Go through the entries below and copy each line that holds the word "hillside".

──────── SUPPLIED DATA ────────

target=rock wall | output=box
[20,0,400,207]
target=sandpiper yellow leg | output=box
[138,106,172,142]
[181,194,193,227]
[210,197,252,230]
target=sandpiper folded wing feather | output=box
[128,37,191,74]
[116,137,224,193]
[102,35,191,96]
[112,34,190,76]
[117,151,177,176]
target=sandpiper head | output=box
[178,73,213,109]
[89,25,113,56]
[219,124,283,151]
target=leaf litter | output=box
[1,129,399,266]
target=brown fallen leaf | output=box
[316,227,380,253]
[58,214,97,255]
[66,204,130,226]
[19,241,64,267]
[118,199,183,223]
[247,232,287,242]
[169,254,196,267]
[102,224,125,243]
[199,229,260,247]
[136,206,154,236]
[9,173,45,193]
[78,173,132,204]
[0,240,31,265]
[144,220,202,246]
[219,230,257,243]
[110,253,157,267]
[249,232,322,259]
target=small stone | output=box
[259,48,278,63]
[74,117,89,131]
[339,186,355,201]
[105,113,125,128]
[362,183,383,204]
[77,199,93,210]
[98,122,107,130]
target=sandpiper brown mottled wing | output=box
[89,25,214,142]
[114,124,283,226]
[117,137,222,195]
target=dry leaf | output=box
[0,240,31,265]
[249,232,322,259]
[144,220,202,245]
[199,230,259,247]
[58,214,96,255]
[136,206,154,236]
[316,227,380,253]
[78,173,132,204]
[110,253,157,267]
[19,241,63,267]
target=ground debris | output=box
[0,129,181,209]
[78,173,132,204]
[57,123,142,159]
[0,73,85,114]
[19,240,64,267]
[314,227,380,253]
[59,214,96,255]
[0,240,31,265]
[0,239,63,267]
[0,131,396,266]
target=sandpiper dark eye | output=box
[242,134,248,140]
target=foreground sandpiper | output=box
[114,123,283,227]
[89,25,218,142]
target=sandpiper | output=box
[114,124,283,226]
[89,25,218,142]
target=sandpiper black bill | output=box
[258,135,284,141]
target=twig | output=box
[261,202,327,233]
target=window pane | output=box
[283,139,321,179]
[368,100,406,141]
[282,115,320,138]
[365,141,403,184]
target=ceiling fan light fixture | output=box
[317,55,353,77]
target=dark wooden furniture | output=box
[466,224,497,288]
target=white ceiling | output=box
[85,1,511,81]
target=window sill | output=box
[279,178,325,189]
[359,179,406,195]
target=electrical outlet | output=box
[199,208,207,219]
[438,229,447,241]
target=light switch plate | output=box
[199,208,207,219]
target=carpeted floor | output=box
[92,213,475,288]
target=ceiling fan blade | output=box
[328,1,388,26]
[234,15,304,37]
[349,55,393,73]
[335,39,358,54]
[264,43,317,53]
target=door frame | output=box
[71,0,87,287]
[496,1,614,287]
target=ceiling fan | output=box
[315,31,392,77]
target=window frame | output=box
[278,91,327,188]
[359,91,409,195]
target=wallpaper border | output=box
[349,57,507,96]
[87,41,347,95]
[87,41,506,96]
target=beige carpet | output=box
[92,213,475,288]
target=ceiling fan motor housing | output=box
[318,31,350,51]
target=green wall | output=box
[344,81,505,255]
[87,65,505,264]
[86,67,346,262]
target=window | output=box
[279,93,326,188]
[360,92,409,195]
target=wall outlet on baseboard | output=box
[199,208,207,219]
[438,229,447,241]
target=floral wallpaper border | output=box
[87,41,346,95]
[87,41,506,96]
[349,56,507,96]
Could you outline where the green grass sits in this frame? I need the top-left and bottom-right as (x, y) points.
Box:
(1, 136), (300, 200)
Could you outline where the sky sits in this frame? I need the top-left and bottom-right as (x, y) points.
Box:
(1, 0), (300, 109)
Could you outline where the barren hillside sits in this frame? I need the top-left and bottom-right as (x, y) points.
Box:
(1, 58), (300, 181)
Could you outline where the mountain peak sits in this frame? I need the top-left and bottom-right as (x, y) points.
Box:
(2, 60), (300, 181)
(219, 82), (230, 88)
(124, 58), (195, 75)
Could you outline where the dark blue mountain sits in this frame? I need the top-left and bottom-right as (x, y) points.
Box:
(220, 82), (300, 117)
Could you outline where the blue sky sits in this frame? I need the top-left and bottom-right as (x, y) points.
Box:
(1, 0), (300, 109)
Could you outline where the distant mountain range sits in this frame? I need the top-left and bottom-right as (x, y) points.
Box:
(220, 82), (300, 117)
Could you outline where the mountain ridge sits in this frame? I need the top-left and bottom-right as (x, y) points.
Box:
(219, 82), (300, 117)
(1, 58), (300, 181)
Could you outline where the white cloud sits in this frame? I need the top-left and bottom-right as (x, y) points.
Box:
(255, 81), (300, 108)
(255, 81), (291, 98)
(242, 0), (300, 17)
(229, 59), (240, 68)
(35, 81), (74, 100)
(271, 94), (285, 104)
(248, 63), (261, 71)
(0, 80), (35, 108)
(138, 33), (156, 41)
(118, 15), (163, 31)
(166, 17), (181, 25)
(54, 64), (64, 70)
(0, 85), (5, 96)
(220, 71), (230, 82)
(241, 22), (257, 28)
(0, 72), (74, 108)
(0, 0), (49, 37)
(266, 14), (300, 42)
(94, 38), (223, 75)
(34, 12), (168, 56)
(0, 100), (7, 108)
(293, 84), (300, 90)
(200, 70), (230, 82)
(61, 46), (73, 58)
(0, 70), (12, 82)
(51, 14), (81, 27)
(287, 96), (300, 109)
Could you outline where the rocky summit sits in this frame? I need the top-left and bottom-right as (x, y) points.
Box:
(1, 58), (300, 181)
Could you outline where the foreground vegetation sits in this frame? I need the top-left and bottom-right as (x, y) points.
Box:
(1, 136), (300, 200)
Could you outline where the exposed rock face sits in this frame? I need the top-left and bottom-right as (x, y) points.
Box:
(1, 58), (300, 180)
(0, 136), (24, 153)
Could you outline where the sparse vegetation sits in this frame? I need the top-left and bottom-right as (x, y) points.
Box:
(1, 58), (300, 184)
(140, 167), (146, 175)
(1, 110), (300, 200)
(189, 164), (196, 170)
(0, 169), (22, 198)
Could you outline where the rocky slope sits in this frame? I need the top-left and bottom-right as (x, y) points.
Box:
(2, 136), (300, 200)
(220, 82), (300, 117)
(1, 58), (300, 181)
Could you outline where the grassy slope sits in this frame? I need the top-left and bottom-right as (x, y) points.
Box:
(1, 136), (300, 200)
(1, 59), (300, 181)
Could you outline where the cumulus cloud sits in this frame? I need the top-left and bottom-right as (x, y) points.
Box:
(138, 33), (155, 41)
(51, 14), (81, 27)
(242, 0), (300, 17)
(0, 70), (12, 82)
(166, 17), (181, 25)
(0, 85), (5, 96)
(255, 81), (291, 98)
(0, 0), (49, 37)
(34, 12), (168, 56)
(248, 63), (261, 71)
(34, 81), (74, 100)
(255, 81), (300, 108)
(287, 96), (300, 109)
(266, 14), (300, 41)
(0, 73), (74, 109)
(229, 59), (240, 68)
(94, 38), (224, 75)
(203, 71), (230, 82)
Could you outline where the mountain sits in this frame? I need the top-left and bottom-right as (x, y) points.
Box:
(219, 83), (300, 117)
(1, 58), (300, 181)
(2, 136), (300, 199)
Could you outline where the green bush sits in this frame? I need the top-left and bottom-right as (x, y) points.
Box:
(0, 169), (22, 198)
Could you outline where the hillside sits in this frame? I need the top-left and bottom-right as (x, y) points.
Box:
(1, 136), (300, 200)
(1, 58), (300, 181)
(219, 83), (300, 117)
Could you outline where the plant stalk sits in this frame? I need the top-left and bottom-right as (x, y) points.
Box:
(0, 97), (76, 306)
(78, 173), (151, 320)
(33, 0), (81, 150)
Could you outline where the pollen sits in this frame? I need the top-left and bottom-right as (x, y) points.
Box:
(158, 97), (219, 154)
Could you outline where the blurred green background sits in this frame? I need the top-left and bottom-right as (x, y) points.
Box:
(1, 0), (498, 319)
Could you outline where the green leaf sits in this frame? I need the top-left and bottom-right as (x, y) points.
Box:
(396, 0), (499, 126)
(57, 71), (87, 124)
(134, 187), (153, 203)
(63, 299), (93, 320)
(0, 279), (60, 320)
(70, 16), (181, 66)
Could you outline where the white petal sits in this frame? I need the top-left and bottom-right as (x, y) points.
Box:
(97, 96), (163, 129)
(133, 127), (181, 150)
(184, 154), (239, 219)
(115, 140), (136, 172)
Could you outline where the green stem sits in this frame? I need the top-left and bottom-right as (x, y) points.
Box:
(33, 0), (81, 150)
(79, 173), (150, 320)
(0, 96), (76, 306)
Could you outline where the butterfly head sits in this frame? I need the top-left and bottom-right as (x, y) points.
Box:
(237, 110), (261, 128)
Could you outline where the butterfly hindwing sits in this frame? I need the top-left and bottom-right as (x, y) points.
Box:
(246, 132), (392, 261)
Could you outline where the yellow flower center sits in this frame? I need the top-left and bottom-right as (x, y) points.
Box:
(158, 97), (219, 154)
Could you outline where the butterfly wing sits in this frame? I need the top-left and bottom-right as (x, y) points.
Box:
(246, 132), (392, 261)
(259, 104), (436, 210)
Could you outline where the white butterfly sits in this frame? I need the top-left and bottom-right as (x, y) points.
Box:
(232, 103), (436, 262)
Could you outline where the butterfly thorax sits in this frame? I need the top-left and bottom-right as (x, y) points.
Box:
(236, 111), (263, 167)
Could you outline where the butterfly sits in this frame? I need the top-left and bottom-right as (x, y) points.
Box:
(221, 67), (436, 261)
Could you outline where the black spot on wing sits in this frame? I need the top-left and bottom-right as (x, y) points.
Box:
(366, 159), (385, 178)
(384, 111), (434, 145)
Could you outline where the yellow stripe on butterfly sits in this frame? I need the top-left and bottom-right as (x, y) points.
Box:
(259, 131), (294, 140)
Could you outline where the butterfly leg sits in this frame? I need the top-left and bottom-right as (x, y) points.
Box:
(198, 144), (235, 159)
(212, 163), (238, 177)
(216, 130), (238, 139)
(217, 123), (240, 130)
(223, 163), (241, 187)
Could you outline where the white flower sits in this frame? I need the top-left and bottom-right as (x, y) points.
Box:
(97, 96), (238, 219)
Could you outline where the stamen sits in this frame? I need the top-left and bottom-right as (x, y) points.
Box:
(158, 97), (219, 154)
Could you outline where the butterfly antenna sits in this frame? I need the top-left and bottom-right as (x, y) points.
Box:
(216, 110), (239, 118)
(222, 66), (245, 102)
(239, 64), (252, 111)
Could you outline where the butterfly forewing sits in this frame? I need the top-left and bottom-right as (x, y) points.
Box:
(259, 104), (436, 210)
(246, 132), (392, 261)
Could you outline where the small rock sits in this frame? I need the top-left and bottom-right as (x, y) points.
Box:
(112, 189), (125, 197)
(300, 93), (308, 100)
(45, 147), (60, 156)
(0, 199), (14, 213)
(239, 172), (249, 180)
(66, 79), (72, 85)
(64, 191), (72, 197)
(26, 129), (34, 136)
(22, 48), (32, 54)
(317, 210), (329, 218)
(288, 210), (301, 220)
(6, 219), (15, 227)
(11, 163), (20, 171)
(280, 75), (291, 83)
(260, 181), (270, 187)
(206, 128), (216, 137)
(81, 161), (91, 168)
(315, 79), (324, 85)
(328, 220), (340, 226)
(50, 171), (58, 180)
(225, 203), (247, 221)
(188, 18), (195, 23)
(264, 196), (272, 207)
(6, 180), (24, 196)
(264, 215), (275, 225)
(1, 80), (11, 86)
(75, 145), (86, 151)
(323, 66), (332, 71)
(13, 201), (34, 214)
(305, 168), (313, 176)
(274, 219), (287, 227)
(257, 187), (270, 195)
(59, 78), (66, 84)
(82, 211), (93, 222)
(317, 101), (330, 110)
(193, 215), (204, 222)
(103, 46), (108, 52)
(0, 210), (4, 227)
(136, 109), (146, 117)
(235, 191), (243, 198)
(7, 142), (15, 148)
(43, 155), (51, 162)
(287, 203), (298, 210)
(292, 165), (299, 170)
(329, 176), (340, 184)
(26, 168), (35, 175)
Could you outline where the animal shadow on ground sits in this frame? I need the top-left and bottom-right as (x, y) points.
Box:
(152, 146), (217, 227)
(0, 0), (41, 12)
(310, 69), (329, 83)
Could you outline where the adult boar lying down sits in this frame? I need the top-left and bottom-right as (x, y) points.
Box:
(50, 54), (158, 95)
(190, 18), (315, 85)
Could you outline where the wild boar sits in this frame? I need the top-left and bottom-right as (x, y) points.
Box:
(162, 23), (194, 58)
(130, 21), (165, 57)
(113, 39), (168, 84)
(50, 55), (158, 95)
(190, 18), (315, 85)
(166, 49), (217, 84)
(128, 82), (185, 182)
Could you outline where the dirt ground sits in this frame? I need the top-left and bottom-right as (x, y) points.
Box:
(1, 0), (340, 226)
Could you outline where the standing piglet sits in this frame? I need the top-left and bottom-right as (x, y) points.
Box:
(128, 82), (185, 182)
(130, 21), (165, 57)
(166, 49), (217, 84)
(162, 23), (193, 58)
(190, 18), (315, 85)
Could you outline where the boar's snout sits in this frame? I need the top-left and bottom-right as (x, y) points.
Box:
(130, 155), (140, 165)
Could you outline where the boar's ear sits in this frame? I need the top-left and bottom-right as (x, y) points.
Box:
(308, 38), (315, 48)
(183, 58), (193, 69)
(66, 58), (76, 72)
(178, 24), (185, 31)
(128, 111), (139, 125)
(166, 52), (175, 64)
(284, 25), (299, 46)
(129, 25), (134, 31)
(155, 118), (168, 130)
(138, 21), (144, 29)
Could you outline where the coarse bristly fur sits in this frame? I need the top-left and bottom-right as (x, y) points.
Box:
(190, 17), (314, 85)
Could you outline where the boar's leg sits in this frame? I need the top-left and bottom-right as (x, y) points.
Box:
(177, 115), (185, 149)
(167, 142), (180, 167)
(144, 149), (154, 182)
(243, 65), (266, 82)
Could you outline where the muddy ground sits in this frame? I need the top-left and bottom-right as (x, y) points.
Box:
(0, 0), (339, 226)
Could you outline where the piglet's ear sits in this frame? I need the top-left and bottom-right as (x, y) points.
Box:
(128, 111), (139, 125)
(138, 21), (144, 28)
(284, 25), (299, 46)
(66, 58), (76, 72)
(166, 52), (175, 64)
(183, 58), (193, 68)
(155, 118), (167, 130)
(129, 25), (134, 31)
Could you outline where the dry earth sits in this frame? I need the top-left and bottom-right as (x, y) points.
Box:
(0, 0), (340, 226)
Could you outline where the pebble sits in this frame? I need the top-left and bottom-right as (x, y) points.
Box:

────────

### RESULT FOR THIS EXERCISE
Could you outline where the barren hillside sits in this frame? I need the top-left and bottom-right as (x, y) points.
Could you outline where the hillside sits in this frame? I need the top-left and bottom-right as (x, y) points.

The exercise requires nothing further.